- INPUT ROWS -
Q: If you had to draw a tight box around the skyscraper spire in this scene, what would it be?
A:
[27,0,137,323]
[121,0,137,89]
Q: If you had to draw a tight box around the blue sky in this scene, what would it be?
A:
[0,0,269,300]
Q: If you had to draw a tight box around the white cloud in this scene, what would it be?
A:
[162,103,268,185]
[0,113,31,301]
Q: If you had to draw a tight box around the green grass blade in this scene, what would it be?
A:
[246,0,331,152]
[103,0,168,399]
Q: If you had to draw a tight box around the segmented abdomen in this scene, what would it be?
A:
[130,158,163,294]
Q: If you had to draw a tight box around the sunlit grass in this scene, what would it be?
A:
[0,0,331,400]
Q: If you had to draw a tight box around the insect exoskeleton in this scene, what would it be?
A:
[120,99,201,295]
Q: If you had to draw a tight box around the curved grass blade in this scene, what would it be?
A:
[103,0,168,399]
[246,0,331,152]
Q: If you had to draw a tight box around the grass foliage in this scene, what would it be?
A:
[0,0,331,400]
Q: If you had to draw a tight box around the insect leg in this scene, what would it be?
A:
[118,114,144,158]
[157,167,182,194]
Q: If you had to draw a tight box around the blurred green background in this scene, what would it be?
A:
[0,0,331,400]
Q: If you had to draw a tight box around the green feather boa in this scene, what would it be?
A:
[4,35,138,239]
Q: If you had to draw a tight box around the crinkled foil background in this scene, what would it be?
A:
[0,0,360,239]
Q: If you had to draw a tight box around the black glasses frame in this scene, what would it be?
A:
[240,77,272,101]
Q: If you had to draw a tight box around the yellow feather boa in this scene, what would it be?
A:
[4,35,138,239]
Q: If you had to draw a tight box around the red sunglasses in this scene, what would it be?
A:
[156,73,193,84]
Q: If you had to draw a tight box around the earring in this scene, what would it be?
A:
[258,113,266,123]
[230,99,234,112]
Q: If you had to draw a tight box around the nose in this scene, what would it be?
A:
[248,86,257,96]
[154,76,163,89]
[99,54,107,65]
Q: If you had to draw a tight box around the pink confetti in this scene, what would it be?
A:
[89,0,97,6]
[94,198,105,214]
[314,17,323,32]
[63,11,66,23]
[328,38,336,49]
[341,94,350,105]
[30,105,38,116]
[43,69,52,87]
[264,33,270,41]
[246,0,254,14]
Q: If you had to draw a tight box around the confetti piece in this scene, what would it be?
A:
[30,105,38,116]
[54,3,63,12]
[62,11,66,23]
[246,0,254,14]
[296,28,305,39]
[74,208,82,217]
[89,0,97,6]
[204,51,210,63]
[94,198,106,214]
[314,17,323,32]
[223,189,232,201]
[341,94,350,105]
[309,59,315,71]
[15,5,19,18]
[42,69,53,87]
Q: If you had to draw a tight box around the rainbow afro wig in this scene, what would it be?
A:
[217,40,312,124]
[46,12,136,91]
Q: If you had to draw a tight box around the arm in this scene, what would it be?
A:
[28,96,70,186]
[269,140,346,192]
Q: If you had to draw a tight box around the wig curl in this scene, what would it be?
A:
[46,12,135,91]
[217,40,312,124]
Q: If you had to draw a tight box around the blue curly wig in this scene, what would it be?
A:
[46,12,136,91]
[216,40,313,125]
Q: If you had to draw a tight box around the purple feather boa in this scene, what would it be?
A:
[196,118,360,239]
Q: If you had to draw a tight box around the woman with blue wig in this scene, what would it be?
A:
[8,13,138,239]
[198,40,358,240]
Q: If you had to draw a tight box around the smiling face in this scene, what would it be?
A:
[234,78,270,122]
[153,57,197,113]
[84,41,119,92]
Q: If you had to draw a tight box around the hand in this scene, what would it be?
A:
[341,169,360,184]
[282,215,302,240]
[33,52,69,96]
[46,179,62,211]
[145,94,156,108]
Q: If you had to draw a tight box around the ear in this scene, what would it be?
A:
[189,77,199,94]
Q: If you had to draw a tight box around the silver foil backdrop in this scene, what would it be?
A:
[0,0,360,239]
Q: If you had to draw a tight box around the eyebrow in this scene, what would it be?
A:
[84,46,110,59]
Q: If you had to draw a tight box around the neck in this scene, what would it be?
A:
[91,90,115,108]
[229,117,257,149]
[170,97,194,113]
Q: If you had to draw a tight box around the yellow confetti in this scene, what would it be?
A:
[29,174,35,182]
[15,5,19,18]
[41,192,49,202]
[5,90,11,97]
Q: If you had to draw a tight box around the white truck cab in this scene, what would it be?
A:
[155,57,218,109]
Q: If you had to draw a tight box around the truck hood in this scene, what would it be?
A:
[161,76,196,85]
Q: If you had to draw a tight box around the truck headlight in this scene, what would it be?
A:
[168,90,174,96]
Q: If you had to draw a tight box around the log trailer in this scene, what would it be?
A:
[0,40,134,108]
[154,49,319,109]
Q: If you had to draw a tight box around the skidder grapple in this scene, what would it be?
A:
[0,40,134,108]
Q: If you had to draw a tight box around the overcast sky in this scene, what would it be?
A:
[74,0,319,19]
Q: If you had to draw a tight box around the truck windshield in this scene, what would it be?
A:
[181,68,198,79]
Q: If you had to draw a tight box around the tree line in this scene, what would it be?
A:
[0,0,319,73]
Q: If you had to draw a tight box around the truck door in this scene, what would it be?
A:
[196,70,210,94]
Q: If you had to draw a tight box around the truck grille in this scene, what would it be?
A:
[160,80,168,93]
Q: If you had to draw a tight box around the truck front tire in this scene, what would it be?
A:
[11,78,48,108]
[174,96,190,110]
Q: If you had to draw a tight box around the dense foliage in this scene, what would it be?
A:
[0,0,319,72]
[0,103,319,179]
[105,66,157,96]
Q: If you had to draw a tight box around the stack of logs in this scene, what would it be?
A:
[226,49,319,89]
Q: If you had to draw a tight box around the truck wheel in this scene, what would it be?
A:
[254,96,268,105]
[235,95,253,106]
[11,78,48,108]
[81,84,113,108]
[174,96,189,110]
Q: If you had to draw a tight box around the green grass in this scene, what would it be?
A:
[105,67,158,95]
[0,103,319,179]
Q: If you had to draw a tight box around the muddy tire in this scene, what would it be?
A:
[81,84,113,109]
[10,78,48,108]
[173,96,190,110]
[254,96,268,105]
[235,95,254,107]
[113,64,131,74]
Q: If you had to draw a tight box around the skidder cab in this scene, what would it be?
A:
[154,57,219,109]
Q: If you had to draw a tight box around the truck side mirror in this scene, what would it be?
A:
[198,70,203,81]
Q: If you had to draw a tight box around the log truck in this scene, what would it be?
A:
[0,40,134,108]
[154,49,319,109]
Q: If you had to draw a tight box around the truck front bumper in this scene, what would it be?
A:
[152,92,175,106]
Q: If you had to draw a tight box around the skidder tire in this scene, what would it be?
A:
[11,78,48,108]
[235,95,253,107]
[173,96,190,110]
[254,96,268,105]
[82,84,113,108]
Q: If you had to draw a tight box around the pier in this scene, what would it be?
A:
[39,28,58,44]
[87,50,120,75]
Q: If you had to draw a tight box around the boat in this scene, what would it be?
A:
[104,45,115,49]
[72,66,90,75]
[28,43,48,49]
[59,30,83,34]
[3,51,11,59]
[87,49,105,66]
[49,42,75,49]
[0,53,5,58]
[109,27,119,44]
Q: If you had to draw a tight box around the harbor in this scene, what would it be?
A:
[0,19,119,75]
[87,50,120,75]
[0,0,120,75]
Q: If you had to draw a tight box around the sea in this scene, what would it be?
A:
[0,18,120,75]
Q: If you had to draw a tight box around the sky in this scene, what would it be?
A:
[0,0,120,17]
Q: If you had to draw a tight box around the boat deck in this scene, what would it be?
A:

- PROBLEM DETAILS -
Output all of the items above again, word for word and in the same order, with no changes.

- THE SOLUTION -
Q: If you had to draw a tight box around the skyscraper spire in this scene, what would it be?
A:
[27,0,137,323]
[121,0,137,89]
Q: If you had to draw a tight box around the blue sky in this scene, what would it be?
A:
[0,0,269,300]
Q: If you had to draw a tight box around the white cloud in this scene, what would it be?
A:
[162,103,268,185]
[0,113,31,301]
Q: If you had to draw a tight box around the green grass blade in this scene, what would it be?
A:
[246,0,331,152]
[103,0,168,399]
Q: If you had to draw a tight box around the segmented abdomen in this scene, what would it be?
A:
[130,158,163,294]
Q: If you had to draw a tight box around the sunlit grass in this scene, what would it be?
A:
[0,0,331,400]
Q: If you had to draw a tight box around the insect exoskeleton in this scene, what would it be?
A:
[120,99,201,295]
Q: If you had to draw a tight box around the curved grass blade in this scene, what would it be?
A:
[103,0,168,399]
[246,0,331,152]
Q: If you had to draw a tight box around the grass foliage in this scene, what would it be?
A:
[0,0,331,400]
Q: If you had to draw a tight box around the insect leg in this scene, what would it be?
A:
[118,114,144,158]
[157,167,182,194]
Q: If you had to draw a tight box around the blurred green background in this scene, what would it be?
A:
[0,0,331,400]
Q: If you had to draw a tight box around the green feather boa in this scene, what would it be?
A:
[4,35,138,239]
Q: If you had to draw a tight box around the crinkled foil background in this scene, what would it be?
A:
[0,0,360,239]
Q: If you had to draw a tight box around the black glasses frame in this scene, what would it be?
A:
[240,77,272,101]
Q: If you had to draw a tight box around the yellow feather boa in this scene, what would it be?
A:
[4,35,138,239]
Q: If you had to draw a tight box around the red sunglasses in this scene, what would it be?
A:
[156,73,193,84]
Q: If you had to draw a tight box around the earring in this scene, what would it be?
A:
[258,113,266,123]
[230,99,234,112]
Q: If you had to draw a tight box around the nose in this scene, what would it be?
A:
[248,86,257,96]
[154,76,163,89]
[99,54,107,65]
Q: If you had to draw a tight box around the pink confetti in this scene, what would it be?
A:
[89,0,97,6]
[94,198,105,214]
[314,17,323,32]
[63,11,66,23]
[328,38,336,49]
[341,94,350,105]
[30,105,38,116]
[43,69,52,87]
[264,33,270,41]
[246,0,254,14]
Q: If you had to draw a tight box around the confetti piece in this scene, what would it be?
A:
[30,105,38,116]
[54,3,63,12]
[62,11,66,23]
[246,0,254,14]
[296,28,305,39]
[74,208,82,217]
[89,0,97,6]
[204,51,210,63]
[94,198,106,214]
[314,17,323,32]
[223,189,232,201]
[341,94,350,105]
[309,59,315,71]
[15,5,19,18]
[42,69,53,87]
Q: If you had to draw a tight box around the rainbow afro wig in this scene, what would it be?
A:
[217,40,312,124]
[46,12,136,91]
Q: If you had to draw a tight box around the arm in this scene, what would it be?
A:
[28,96,70,186]
[269,140,346,192]
Q: If you had to draw a tight box around the wig curl in this scene, what would it be?
A:
[46,12,135,91]
[217,40,312,124]
Q: If you had to draw a tight box around the blue curly wig in this scene, what would it be?
A:
[46,12,136,91]
[216,40,313,125]
Q: If you had to draw a tight box around the purple feather boa in this scene, what would it be?
A:
[196,118,360,239]
Q: If you had to draw a tight box around the woman with blue wig in this scene, what would it be?
A:
[8,13,138,239]
[198,40,358,240]
Q: If you had to draw a tight box around the smiling face in this scene, what would it be?
A:
[234,78,270,122]
[153,57,197,113]
[84,41,119,92]
Q: If you had to draw a tight box around the hand in this scene, what would it be?
A:
[341,169,360,184]
[282,215,302,240]
[33,52,69,96]
[46,179,62,211]
[145,94,156,108]
Q: If you had to draw a tight box around the ear in this scene, what would it be?
A:
[189,77,199,94]
Q: If you had to draw a tight box around the silver foil backdrop in this scene, what would it be?
A:
[0,0,360,239]
Q: If you had to draw a tight box around the eyebrow in this scene, what would it be?
A:
[84,46,110,59]
Q: If you had to draw a tight box around the neck in this scene, what would it be?
A:
[91,90,115,108]
[229,117,257,149]
[170,97,194,113]
Q: If you had to draw a tight box around the yellow confetti in this scene, what would it be?
A:
[29,174,35,182]
[15,5,19,18]
[41,192,49,202]
[5,90,11,97]
Q: If you had to draw a tight box around the white truck cab in this scene, what would it be?
A:
[155,57,218,109]
Q: If you had to draw a tight box around the truck hood in this scene, what would it be?
A:
[161,76,196,85]
Q: If you had to draw a tight box around the truck headlight in this scene, what would it be?
A:
[168,90,174,96]
Q: If you had to draw a tight box around the log trailer in this scene, what would it be?
A:
[0,40,134,108]
[154,49,319,109]
Q: If you had to draw a tight box around the skidder grapple in this scene, what would it be?
A:
[0,40,134,108]
Q: If you had to draw a tight box around the overcast sky in this scene, what would it be?
A:
[74,0,319,19]
Q: If you had to draw a tight box around the truck windshield in this scene, what would it be?
A:
[181,68,198,79]
Q: If you had to draw a tight box around the tree line in this scene, what would it be?
A:
[0,0,319,73]
Q: If you had to draw a tight box around the truck door in this scene, what would it be?
A:
[196,70,210,94]
Q: If you had to draw a tight box around the truck grille in this scene, what would it be?
A:
[160,80,168,93]
Q: If you had to draw a tight box around the truck front tire in this scene, what would it be?
A:
[11,78,48,108]
[174,96,190,110]
Q: If you had to draw a tight box around the dense foliage in this scene, what would it be?
A:
[0,0,319,72]
[0,103,319,179]
[105,66,157,96]
Q: If you had to draw a tight box around the stack of logs in this scene, what would it be?
A:
[226,49,319,89]
Q: If you had to draw a tight box around the truck wheel in this scene, what would it be?
A:
[254,96,268,105]
[235,95,253,106]
[11,78,48,108]
[81,84,113,108]
[174,96,189,110]
Q: If you had to draw a tight box around the green grass in this scene, what would it be?
A:
[105,67,158,95]
[0,103,319,179]
Q: If you had to draw a tight box around the muddy tire in this scene, what would it be?
A:
[81,84,113,109]
[10,78,48,108]
[173,96,190,110]
[254,96,268,105]
[235,95,254,107]
[113,64,131,74]
Q: If you had to draw a tight box around the skidder cab in this scene, what would it be?
A:
[154,57,219,109]
Q: If you had to draw a tight box around the truck side mirror in this scene, what would it be?
A:
[198,70,203,81]
Q: If you had to draw a tight box around the log truck in this scene, what would it be?
A:
[0,40,134,108]
[154,49,319,109]
Q: If you had to draw a tight box around the truck front bumper in this scene, what would it be?
A:
[152,92,175,106]
Q: If you had to draw a tight box around the skidder tire in this scene, what would it be?
A:
[11,78,48,108]
[235,95,253,107]
[173,96,190,110]
[254,96,268,105]
[82,84,113,108]
Q: If you had to draw a tight box around the pier in this scene, what would it be?
A:
[39,28,58,44]
[87,50,120,75]
Q: If you had to draw a tight box around the boat in this scene, what would it be?
A:
[104,45,115,49]
[72,66,90,75]
[28,43,48,49]
[59,30,83,34]
[3,51,11,59]
[87,49,105,66]
[49,42,75,49]
[0,53,5,58]
[109,27,119,44]
Q: If you had to draw a tight box around the harbor in this scene, what would it be?
A:
[0,19,119,75]
[87,50,120,75]
[0,0,120,75]
Q: If you had to draw a tight box around the sea in this scene, what would it be?
A:
[0,18,120,75]
Q: If you had to draw a tight box around the sky in this scene, what would it be?
A:
[0,0,120,17]
Q: If you had to draw a tight box around the boat deck in this scene, what would it be?
A:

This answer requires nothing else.